## WORK TASK
Repeat every entry exactly. Leave nothing out.

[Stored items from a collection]
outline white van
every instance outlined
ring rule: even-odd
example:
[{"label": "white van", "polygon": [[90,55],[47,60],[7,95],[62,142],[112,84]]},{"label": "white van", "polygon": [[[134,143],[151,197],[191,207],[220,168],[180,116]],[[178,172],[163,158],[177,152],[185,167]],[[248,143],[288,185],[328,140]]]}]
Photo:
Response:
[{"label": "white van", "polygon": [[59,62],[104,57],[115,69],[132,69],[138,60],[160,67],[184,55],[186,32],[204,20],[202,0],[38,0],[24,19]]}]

## WRITTEN REPLY
outline white van
every instance outlined
ring rule: even-odd
example:
[{"label": "white van", "polygon": [[90,55],[47,60],[7,95],[62,142],[112,84]]},{"label": "white van", "polygon": [[[134,143],[151,197],[191,207],[220,168],[180,116]],[[178,172],[163,158],[177,152],[185,167]],[[248,143],[288,185],[328,140]]]}]
Photo:
Response:
[{"label": "white van", "polygon": [[59,62],[104,57],[115,69],[132,69],[138,60],[160,67],[184,55],[186,32],[204,20],[202,0],[38,0],[24,19]]}]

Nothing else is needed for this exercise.